BEGIN Records for this exercise

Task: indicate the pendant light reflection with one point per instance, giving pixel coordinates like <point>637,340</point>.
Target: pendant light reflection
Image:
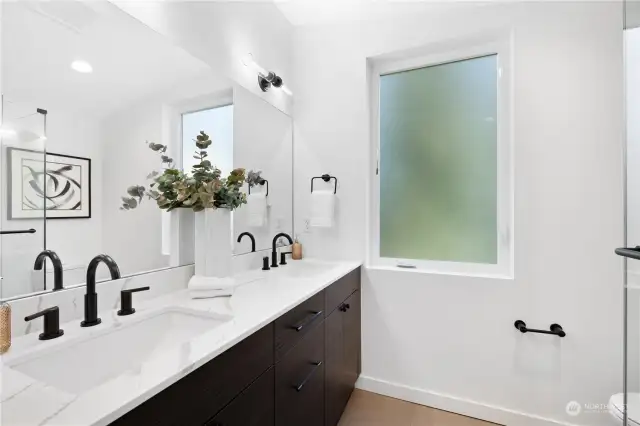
<point>266,79</point>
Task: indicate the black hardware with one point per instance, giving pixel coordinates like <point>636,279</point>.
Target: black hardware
<point>274,253</point>
<point>51,323</point>
<point>21,231</point>
<point>262,182</point>
<point>263,83</point>
<point>283,257</point>
<point>57,267</point>
<point>266,81</point>
<point>632,253</point>
<point>308,320</point>
<point>554,329</point>
<point>126,307</point>
<point>253,240</point>
<point>326,178</point>
<point>344,307</point>
<point>91,297</point>
<point>316,365</point>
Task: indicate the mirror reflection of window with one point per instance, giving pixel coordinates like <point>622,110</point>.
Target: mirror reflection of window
<point>218,124</point>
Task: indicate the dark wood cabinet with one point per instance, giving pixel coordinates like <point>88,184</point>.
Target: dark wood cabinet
<point>196,398</point>
<point>253,407</point>
<point>343,341</point>
<point>300,383</point>
<point>299,370</point>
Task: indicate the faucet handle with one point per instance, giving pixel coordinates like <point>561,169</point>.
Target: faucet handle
<point>51,322</point>
<point>126,307</point>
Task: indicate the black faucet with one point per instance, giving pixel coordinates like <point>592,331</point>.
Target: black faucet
<point>91,298</point>
<point>51,323</point>
<point>274,253</point>
<point>57,267</point>
<point>253,240</point>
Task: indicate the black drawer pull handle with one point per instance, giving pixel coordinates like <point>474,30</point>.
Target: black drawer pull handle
<point>23,231</point>
<point>632,253</point>
<point>316,365</point>
<point>307,321</point>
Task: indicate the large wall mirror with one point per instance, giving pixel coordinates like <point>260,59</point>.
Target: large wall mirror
<point>86,88</point>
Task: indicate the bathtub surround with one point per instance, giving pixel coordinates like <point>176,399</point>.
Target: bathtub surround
<point>568,170</point>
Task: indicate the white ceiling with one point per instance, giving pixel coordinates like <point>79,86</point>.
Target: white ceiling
<point>315,12</point>
<point>130,61</point>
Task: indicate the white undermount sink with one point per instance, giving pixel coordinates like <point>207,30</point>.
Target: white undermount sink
<point>85,364</point>
<point>305,269</point>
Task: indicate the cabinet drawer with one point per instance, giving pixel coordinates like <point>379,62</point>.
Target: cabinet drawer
<point>199,396</point>
<point>253,407</point>
<point>296,323</point>
<point>337,292</point>
<point>300,383</point>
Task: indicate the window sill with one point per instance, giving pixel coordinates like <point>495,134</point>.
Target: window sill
<point>505,277</point>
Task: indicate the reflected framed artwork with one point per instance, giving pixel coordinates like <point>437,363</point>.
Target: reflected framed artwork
<point>61,185</point>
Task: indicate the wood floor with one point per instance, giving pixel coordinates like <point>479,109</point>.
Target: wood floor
<point>370,409</point>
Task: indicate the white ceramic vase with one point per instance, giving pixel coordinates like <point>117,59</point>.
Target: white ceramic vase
<point>213,250</point>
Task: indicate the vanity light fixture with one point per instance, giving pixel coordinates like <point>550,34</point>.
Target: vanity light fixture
<point>266,79</point>
<point>83,67</point>
<point>8,132</point>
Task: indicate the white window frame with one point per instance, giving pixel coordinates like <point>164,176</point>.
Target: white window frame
<point>443,54</point>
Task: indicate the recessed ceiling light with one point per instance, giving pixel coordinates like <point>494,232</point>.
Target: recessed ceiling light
<point>82,66</point>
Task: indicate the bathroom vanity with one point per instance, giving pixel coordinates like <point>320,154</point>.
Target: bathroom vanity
<point>283,350</point>
<point>297,370</point>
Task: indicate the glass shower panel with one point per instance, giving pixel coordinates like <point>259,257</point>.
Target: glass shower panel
<point>627,403</point>
<point>22,206</point>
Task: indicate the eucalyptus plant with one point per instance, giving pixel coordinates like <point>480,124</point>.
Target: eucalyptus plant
<point>203,188</point>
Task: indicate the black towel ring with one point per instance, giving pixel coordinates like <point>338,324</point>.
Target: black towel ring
<point>262,183</point>
<point>326,178</point>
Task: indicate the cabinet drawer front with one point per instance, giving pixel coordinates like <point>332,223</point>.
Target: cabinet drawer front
<point>253,407</point>
<point>199,396</point>
<point>341,289</point>
<point>300,383</point>
<point>295,324</point>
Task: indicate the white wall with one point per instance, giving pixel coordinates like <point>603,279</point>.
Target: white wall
<point>446,340</point>
<point>222,33</point>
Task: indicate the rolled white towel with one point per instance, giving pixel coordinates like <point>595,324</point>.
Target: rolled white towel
<point>322,208</point>
<point>257,205</point>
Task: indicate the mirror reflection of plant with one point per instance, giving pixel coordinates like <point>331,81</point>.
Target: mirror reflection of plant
<point>203,188</point>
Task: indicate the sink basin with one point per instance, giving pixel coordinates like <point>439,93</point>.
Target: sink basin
<point>306,269</point>
<point>85,364</point>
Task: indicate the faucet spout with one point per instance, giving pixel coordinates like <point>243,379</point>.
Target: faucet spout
<point>91,297</point>
<point>57,267</point>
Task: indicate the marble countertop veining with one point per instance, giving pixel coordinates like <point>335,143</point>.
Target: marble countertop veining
<point>269,294</point>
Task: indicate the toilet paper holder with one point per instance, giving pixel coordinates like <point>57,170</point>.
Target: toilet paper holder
<point>555,329</point>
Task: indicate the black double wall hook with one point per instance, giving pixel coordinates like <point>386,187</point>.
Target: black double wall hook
<point>555,329</point>
<point>325,177</point>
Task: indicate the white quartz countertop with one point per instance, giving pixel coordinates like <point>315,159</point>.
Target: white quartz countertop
<point>28,402</point>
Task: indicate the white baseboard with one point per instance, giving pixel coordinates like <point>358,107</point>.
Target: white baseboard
<point>454,404</point>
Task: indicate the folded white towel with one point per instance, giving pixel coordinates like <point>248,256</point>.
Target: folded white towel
<point>257,205</point>
<point>201,283</point>
<point>208,294</point>
<point>322,208</point>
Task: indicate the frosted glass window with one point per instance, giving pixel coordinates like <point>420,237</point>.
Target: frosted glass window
<point>439,162</point>
<point>218,124</point>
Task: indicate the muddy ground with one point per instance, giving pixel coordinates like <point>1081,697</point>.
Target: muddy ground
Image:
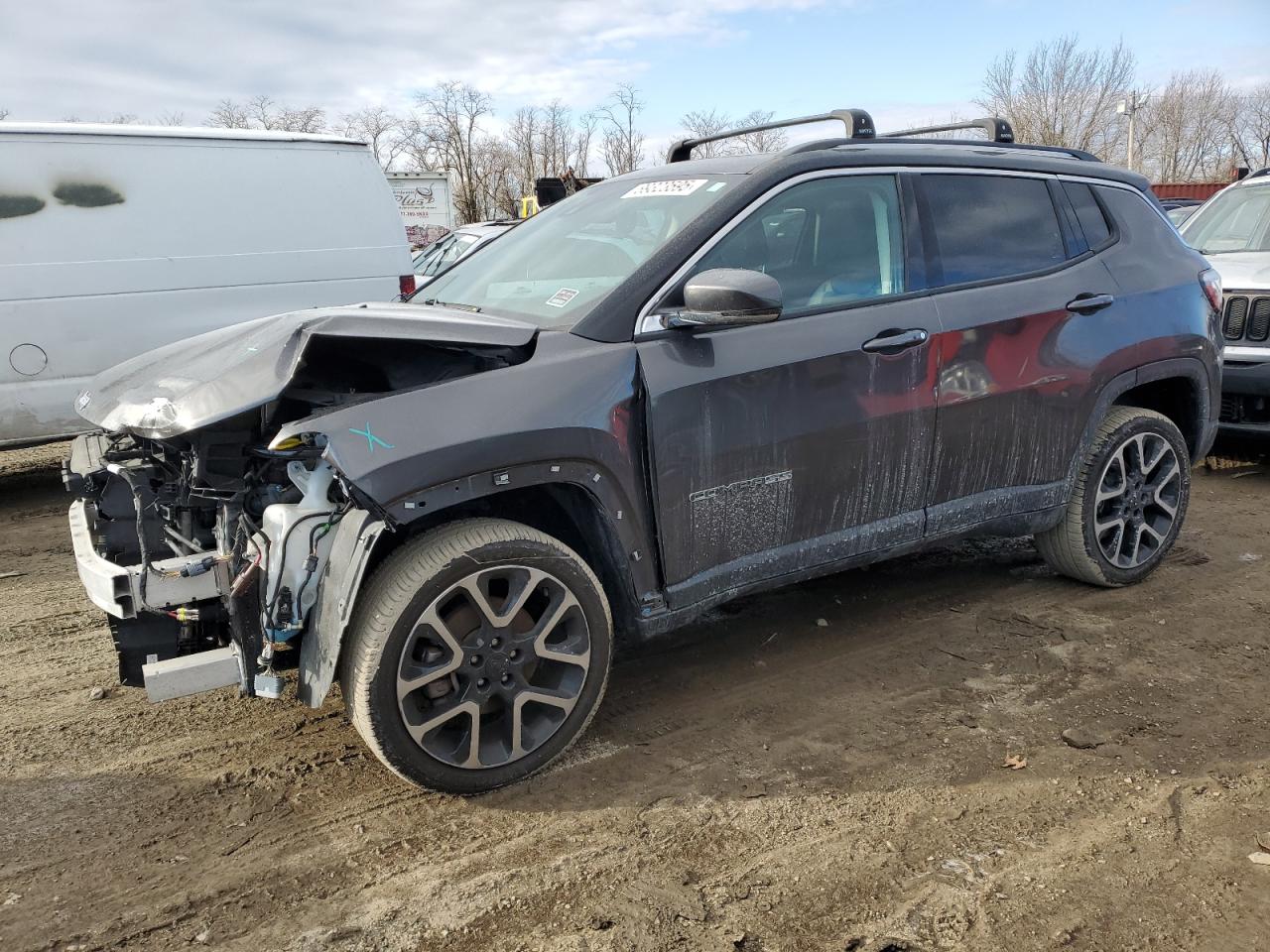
<point>765,782</point>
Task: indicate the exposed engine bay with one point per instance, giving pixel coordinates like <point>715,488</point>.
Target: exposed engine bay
<point>225,542</point>
<point>208,548</point>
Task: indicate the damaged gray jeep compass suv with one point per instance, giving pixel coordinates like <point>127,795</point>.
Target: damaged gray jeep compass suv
<point>675,388</point>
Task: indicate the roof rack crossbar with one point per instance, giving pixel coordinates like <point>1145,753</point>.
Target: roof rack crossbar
<point>997,128</point>
<point>858,126</point>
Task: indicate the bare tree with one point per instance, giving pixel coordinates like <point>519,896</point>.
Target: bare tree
<point>581,136</point>
<point>1187,127</point>
<point>229,114</point>
<point>1062,95</point>
<point>1251,130</point>
<point>261,112</point>
<point>765,141</point>
<point>444,132</point>
<point>621,144</point>
<point>699,125</point>
<point>382,131</point>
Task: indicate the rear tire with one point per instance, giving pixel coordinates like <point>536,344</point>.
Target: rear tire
<point>477,654</point>
<point>1128,502</point>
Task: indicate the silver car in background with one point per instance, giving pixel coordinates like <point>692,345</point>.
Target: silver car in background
<point>1232,230</point>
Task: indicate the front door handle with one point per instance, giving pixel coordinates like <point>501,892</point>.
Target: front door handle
<point>1088,303</point>
<point>892,341</point>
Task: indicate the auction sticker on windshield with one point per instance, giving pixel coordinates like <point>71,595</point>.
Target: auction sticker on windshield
<point>671,186</point>
<point>562,298</point>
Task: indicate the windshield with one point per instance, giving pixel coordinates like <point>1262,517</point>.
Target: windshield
<point>1237,220</point>
<point>556,267</point>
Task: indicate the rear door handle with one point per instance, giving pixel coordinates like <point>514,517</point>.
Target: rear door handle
<point>1088,303</point>
<point>892,341</point>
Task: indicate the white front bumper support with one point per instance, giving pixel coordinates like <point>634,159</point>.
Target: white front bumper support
<point>116,589</point>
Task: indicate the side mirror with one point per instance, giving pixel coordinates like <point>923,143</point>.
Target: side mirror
<point>725,298</point>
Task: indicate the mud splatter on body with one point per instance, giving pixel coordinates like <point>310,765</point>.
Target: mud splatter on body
<point>18,206</point>
<point>82,194</point>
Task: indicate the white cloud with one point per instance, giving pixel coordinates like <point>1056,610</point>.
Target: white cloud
<point>62,59</point>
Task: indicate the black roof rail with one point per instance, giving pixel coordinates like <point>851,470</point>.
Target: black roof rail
<point>997,128</point>
<point>858,126</point>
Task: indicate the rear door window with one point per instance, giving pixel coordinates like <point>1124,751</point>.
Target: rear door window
<point>991,226</point>
<point>1088,213</point>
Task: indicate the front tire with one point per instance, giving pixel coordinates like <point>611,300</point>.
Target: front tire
<point>1128,502</point>
<point>477,654</point>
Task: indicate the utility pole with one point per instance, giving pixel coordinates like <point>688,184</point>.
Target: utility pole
<point>1129,107</point>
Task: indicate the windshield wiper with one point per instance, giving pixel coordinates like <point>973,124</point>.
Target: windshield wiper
<point>456,304</point>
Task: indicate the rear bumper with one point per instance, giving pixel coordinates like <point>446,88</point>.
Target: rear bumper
<point>1246,400</point>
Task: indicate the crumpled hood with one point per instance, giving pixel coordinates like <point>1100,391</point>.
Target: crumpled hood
<point>199,381</point>
<point>1242,271</point>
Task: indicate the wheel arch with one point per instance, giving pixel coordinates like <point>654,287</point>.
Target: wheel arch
<point>1178,389</point>
<point>566,511</point>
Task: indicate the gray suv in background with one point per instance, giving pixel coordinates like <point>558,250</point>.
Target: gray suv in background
<point>675,388</point>
<point>1232,230</point>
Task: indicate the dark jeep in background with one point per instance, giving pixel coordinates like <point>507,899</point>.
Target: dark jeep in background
<point>672,389</point>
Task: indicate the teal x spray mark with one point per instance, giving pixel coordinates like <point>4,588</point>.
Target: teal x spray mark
<point>371,439</point>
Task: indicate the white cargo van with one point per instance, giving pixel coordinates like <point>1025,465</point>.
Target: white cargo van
<point>116,240</point>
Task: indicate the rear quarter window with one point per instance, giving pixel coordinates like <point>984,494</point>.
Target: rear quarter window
<point>1088,213</point>
<point>991,226</point>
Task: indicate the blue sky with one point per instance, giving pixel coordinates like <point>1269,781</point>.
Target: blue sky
<point>906,62</point>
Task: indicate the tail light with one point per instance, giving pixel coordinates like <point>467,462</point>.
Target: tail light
<point>1211,284</point>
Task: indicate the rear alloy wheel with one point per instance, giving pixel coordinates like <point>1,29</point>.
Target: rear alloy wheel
<point>480,653</point>
<point>1135,502</point>
<point>1128,503</point>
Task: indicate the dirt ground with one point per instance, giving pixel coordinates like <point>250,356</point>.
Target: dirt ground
<point>818,769</point>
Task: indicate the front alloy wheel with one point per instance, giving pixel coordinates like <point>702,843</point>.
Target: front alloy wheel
<point>493,666</point>
<point>477,654</point>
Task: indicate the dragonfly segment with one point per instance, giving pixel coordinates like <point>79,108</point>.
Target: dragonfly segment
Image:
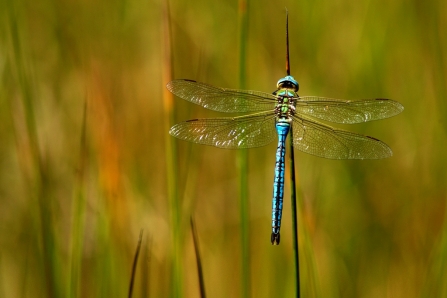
<point>273,114</point>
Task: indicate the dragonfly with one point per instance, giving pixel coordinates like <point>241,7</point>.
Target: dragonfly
<point>271,116</point>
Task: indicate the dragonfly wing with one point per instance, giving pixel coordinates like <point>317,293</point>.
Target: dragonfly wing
<point>232,133</point>
<point>221,99</point>
<point>346,111</point>
<point>324,141</point>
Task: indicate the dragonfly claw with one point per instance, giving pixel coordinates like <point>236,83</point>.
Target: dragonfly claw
<point>275,238</point>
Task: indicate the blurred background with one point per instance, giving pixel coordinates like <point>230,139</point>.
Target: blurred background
<point>86,160</point>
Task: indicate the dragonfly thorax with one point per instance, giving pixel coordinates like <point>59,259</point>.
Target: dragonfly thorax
<point>285,106</point>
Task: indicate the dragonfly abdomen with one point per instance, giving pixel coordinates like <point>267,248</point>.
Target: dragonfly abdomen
<point>282,128</point>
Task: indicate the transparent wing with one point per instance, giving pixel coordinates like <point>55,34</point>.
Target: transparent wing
<point>346,111</point>
<point>232,133</point>
<point>221,99</point>
<point>324,141</point>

END Records for this exercise

Work item.
Begin with the line that has "Task: indicate the exposed" in the listing above and end after the line that has "Task: indicate the bare"; output those lines exactly.

Written solution.
Task: indicate the exposed engine bay with one point per instance, giving pixel coordinates like <point>715,488</point>.
Target: exposed engine bay
<point>225,542</point>
<point>208,548</point>
Task: indicate the damaged gray jeep compass suv with one point per instance, giving pixel coordinates like <point>127,795</point>.
Target: damaged gray jeep compass suv
<point>675,388</point>
Task: indicate the roof rack crossbar with one point per instance, giving pixel coordinates like <point>1145,753</point>.
Target: roof rack crossbar
<point>997,128</point>
<point>858,126</point>
Task: indicate the bare tree with one point per instance, giving pixel coordinates like <point>519,896</point>.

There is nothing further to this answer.